▶ SOURCE EXCERPT:
_ _ _ _ _ _ _

Designing for Mindplay

Header image. A man staring at a puzzle piece.

When it comes to game design, I tend to ascribe to the idea that the artistic text of a game is more than its code: it’s the experience that emerges between the game and the player — an invisible sphere of energy that crackles back and forth like a Dragon Ball Z beam struggle, with things like the screen, the controller, and your fingers serving as the conduit.

(For more on that idea, check out “Videogames are a Mess” by Ian Bogost.)

And just like a beam struggle, I think the balance of that relationship shifts from moment to moment. Sometimes it tips more towards the software. Like, say, when you’re watching a cutscene. Other times it tips more towards the player. Like, say, when you’re thinking about your next move in a turn-based RPG.

Image of a beam struggle from Dragonball Z. The left combatant is labeled "Software"; the right is labeled "Player"; where the beam meets is labeled "The Game".

It’s the latter one I want to talk about today, since I’ve never seen it discussed much before, and since I recently released a game that relies on it heavily. And since half the fun of writing about game design is getting to make up new words, I’m gonna call this “mindplay” because it’ll help with SEO and sounds like a fun kink.

Note: this post contains spoilers for Pumpkin.jpg. If you plan to play it, you should do so before reading this.

Defining Mindplay

For me, the essence of mindplay is a player staring at the screen with a furrowed brow, controller resting flat on the coffee table, while they sort through a problem within their own mind.

It’s the moment in a Bioware game when you’re presented with a nettlesome ethical choice. Or your turn in a chess game against the AI. Or any time you’re doing a puzzle during a game like The Witness.

I think to qualify as mindplay, the experience of a particular moment has to be happening entirely, or almost entirely, within the mind of the player. In essence, the game is on pause, and only resumes when the player is ready for it to do so — usually when they’ve either arrived at their answer, or want to solicit some more information from the game.

At the risk of sounding like a pretentious white guy hipster (especially after referencing Ian Bogost and John Blow in the first couple paragraphs) there’s a move in Tai Chi that I think is a useful analogy here. It’s called Grasp Sparrow’s Tail.

During Grasp Sparrow’s Tail, the practitioner receives incoming force, draws it inward toward themselves, swirls it around a bit, then sends it back out.

Demonstration of Grasp Sparrow's Tail
Demonstration of Grasp Sparrow’s Tail. Gif taken from Youtube.

Likewise, during mindplay, you receive a problem, draw it into your own mind, ruminate a bit, then pick up the controller and send your answer back.

In the process, I think the balance of the artistic text tips from the software, to you, and back again — a tremendously weird and challenging sort of interaction to write and design for.

So how do we get our arms around this and use it to our advantage as writer/designers? I think it starts with accepting one simple premise:

Games are Inherently Subjective

I really want to stress this, because I think it’s key to understanding how a lot of games approach narrative. In my opinion, you cannot remove the player from the artistic text of a game. You can’t discuss a game without discussing the player’s experience of it, and if the player is an essential component, that means the particularities of a person can influence their experience, and therefore the text of a game.

_ _ _ _ _ _ _

(Excerpts from point annotation data)
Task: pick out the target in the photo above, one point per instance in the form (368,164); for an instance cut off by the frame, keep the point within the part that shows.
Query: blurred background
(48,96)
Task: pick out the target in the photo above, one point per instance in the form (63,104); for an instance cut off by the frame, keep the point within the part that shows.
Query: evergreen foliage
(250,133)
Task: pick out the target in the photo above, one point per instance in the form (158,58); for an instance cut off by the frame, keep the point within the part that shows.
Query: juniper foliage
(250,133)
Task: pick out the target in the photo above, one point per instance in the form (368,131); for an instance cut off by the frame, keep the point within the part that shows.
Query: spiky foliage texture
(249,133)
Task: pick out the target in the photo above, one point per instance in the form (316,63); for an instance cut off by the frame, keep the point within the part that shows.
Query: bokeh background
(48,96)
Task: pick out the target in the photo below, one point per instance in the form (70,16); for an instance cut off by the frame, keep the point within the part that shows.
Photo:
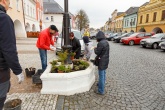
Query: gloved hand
(20,78)
(52,48)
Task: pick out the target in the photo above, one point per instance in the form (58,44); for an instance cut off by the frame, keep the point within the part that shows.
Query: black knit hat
(53,27)
(86,39)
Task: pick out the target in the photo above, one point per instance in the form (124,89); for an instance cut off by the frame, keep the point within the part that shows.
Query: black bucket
(30,71)
(14,104)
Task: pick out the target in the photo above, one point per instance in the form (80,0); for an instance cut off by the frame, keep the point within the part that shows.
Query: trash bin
(36,77)
(30,71)
(14,104)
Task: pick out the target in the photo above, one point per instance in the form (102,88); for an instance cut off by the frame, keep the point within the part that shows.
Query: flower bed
(68,83)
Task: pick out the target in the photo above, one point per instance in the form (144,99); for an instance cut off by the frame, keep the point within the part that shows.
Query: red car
(135,38)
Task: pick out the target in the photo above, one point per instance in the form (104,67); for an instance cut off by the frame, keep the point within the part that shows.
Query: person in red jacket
(45,43)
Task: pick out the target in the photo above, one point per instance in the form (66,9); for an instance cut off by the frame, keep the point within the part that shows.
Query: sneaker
(97,92)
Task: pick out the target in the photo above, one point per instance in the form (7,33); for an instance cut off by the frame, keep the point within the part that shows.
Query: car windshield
(135,34)
(157,36)
(77,34)
(115,34)
(124,34)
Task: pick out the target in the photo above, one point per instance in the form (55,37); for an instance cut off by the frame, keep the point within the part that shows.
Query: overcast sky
(99,11)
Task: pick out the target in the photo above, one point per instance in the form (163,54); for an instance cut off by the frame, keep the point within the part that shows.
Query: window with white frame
(10,4)
(25,8)
(52,19)
(31,11)
(17,5)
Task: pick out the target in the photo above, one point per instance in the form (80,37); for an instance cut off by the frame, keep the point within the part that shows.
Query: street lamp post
(40,25)
(66,30)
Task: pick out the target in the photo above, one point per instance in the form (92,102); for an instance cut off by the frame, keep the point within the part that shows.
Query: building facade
(130,20)
(39,14)
(151,17)
(16,13)
(112,25)
(119,22)
(31,22)
(53,14)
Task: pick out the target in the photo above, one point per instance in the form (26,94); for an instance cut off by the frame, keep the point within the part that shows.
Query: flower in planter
(54,62)
(62,56)
(61,69)
(54,69)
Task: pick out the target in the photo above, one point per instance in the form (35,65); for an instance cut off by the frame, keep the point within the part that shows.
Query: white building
(53,14)
(31,23)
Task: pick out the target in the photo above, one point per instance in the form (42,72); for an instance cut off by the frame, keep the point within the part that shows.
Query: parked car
(92,35)
(107,34)
(162,45)
(78,35)
(154,41)
(118,38)
(111,37)
(135,38)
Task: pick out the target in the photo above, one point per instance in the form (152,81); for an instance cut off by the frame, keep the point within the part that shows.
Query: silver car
(78,35)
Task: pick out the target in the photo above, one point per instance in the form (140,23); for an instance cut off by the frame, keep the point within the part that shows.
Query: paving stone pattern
(35,101)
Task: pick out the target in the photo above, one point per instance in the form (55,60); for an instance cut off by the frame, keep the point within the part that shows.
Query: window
(31,11)
(17,3)
(27,9)
(10,4)
(154,16)
(163,15)
(125,23)
(134,21)
(147,18)
(140,35)
(141,18)
(52,18)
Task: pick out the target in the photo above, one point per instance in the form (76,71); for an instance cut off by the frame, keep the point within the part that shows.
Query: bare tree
(82,19)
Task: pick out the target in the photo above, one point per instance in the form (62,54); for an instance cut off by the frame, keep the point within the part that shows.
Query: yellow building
(151,17)
(119,21)
(16,13)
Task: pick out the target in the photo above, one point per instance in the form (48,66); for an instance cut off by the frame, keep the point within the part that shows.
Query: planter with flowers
(63,79)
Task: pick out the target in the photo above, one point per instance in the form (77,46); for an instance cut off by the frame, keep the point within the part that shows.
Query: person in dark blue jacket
(8,52)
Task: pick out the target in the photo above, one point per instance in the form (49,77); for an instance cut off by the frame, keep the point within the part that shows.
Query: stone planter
(67,83)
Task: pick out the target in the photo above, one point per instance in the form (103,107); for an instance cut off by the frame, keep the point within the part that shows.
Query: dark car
(111,37)
(162,45)
(118,38)
(92,35)
(154,41)
(135,38)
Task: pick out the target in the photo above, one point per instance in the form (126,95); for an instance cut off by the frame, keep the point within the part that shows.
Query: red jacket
(44,40)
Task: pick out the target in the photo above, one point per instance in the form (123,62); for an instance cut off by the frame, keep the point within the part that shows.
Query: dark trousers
(2,100)
(4,89)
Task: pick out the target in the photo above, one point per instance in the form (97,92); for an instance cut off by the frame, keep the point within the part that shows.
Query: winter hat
(53,27)
(86,39)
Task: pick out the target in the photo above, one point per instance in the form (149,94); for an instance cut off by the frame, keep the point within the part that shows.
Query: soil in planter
(14,104)
(60,72)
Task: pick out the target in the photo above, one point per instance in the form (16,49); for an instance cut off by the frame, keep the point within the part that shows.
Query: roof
(52,7)
(132,10)
(119,13)
(145,4)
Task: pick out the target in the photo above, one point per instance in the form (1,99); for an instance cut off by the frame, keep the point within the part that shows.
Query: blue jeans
(101,84)
(43,56)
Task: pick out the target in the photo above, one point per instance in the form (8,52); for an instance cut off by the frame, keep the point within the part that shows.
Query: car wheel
(112,39)
(143,46)
(131,42)
(155,46)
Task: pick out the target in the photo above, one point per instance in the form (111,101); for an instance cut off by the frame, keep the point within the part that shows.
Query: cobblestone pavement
(135,81)
(27,91)
(35,101)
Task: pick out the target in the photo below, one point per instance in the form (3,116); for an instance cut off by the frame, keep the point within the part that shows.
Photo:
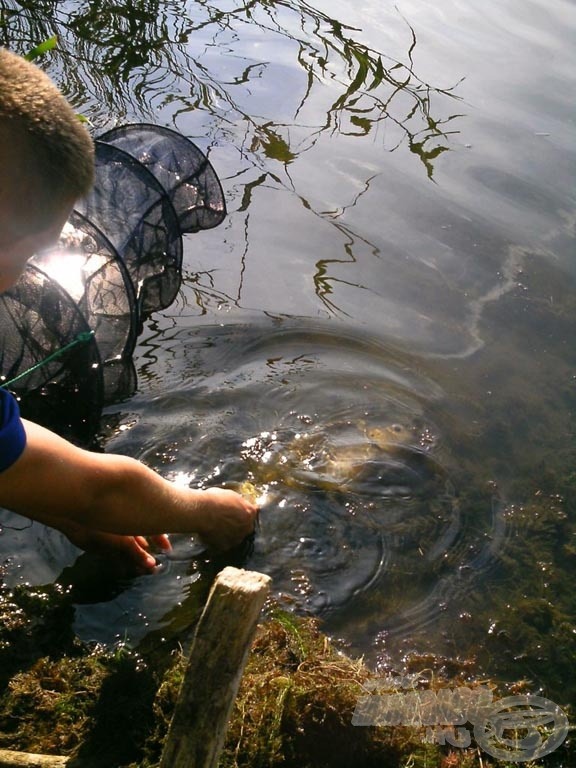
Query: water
(379,337)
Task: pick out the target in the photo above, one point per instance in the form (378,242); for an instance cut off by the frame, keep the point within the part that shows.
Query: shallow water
(379,337)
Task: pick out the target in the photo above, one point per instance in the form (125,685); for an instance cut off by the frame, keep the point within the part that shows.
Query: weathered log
(214,668)
(9,759)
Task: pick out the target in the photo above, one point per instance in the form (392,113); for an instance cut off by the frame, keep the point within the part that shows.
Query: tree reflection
(129,58)
(163,60)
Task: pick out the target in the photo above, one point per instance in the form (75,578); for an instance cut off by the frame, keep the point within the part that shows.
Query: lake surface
(380,337)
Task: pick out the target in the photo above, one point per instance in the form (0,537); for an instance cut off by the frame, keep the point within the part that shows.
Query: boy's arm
(61,485)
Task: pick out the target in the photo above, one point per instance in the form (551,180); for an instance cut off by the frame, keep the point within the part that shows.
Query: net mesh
(118,260)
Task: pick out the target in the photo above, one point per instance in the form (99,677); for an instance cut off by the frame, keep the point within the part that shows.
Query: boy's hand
(227,519)
(133,551)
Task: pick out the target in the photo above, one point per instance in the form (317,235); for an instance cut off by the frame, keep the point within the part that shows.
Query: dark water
(379,337)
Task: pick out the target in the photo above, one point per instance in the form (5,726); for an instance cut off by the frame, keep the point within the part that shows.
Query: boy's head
(46,163)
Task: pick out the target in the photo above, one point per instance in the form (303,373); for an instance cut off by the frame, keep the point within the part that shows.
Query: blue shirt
(12,434)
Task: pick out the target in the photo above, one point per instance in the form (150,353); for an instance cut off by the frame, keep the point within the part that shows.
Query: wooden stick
(215,665)
(9,759)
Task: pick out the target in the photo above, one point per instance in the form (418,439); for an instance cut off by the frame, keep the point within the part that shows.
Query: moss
(294,707)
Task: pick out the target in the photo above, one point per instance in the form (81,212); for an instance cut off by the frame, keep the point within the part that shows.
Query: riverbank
(297,704)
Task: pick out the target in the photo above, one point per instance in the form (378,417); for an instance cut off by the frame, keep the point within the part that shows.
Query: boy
(100,501)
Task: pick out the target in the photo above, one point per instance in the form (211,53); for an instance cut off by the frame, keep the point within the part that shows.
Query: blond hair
(41,139)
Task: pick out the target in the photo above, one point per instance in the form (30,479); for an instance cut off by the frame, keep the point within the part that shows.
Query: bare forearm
(57,483)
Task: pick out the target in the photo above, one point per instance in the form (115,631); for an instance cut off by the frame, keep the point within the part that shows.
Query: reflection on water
(380,337)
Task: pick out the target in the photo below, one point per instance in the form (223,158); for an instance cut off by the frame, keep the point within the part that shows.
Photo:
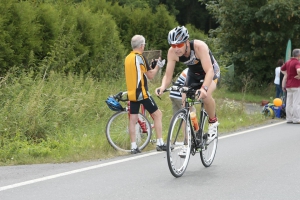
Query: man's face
(179,48)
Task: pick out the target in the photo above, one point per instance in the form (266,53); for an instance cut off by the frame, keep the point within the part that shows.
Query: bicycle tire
(208,153)
(117,132)
(178,140)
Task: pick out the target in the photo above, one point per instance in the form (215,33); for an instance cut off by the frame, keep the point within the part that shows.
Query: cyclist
(175,96)
(137,73)
(202,66)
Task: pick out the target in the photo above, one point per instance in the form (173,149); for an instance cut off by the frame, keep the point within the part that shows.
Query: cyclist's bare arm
(202,52)
(172,58)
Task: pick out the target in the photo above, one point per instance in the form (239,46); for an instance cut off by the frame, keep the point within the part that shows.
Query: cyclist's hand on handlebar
(159,91)
(201,93)
(158,62)
(161,63)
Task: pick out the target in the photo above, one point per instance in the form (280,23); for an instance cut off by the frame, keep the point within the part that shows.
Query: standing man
(291,84)
(202,66)
(137,73)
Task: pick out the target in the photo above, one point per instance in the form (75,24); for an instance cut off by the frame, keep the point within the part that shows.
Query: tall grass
(63,118)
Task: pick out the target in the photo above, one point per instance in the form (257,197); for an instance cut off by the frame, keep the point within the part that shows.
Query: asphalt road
(262,163)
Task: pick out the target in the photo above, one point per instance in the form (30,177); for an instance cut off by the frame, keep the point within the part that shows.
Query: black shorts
(149,105)
(195,78)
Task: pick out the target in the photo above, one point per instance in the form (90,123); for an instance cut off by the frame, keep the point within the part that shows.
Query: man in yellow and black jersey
(137,73)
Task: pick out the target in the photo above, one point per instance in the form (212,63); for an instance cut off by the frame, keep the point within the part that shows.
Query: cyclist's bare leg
(132,121)
(157,118)
(209,102)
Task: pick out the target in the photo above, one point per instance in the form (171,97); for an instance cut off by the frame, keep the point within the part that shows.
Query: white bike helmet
(178,35)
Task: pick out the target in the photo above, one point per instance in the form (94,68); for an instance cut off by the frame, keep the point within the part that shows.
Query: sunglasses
(177,45)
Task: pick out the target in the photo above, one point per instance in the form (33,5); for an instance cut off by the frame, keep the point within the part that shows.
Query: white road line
(112,163)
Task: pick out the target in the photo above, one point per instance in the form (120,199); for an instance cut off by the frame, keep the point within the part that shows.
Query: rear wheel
(179,138)
(117,131)
(207,154)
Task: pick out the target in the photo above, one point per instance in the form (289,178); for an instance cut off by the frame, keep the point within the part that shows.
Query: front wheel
(179,139)
(117,131)
(208,151)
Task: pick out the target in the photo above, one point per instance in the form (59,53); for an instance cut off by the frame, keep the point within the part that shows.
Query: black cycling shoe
(162,147)
(135,151)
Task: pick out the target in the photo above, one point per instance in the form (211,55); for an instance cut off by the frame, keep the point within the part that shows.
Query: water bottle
(194,121)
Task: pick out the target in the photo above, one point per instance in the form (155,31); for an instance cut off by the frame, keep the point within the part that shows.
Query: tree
(254,34)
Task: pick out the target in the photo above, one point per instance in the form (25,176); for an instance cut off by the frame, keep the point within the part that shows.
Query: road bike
(117,128)
(183,140)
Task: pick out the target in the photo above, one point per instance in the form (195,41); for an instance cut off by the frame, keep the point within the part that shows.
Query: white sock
(159,142)
(133,145)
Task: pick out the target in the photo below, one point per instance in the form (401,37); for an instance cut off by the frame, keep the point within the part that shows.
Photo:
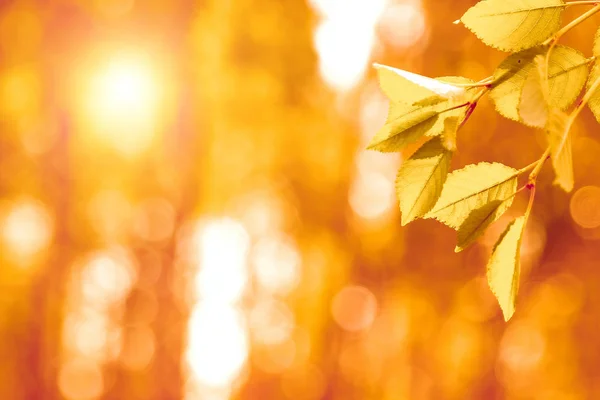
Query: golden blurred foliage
(187,212)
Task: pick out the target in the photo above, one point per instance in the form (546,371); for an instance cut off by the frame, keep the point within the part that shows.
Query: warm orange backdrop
(187,212)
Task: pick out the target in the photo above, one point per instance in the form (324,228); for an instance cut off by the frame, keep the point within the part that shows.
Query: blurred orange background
(187,212)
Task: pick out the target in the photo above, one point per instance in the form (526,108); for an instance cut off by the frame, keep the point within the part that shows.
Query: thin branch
(484,82)
(538,166)
(530,203)
(586,98)
(581,3)
(552,40)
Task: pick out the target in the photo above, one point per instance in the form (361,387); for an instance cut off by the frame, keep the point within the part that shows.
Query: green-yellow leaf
(407,87)
(594,102)
(406,124)
(449,134)
(504,267)
(478,221)
(533,105)
(559,140)
(471,188)
(421,178)
(567,73)
(514,25)
(596,48)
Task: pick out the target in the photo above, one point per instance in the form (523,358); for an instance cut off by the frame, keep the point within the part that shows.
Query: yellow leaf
(421,178)
(451,126)
(407,87)
(478,221)
(567,73)
(596,48)
(594,102)
(559,140)
(533,105)
(504,267)
(514,25)
(406,124)
(471,188)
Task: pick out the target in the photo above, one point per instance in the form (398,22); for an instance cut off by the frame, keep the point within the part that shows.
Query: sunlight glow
(276,263)
(123,103)
(218,345)
(344,39)
(26,229)
(217,335)
(222,247)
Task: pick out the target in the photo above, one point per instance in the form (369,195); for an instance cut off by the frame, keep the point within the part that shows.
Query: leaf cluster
(537,85)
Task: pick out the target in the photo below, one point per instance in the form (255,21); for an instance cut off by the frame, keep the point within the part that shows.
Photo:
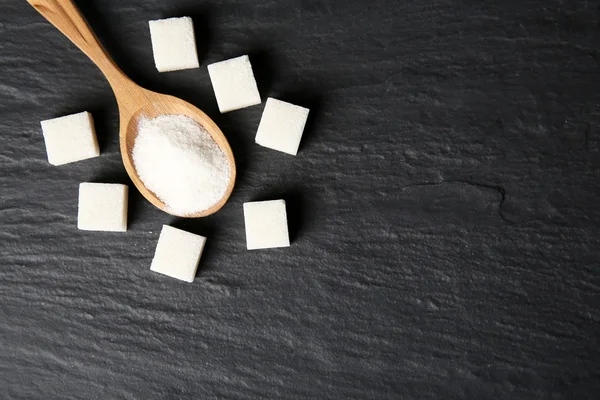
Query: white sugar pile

_ _ _ _ _ _ _

▶ PARTS OF THE EXERCISE:
**A.** In the mindplay essay, which Tai Chi move is offered as an analogy for mindplay?
**B.** Retype the passage from the mindplay essay, starting at "Designing for Mindplay" and ending at "as the conduit.".

▶ COMPLETED EXERCISE:
**A.** Grasp Sparrow's Tail

**B.**
Designing for Mindplay

Header image. A man staring at a puzzle piece.

When it comes to game design, I tend to ascribe to the idea that the artistic text of a game is more than its code: it’s the experience that emerges between the game and the player — an invisible sphere of energy that crackles back and forth like a Dragon Ball Z beam struggle, with things like the screen, the controller, and your fingers serving as the conduit.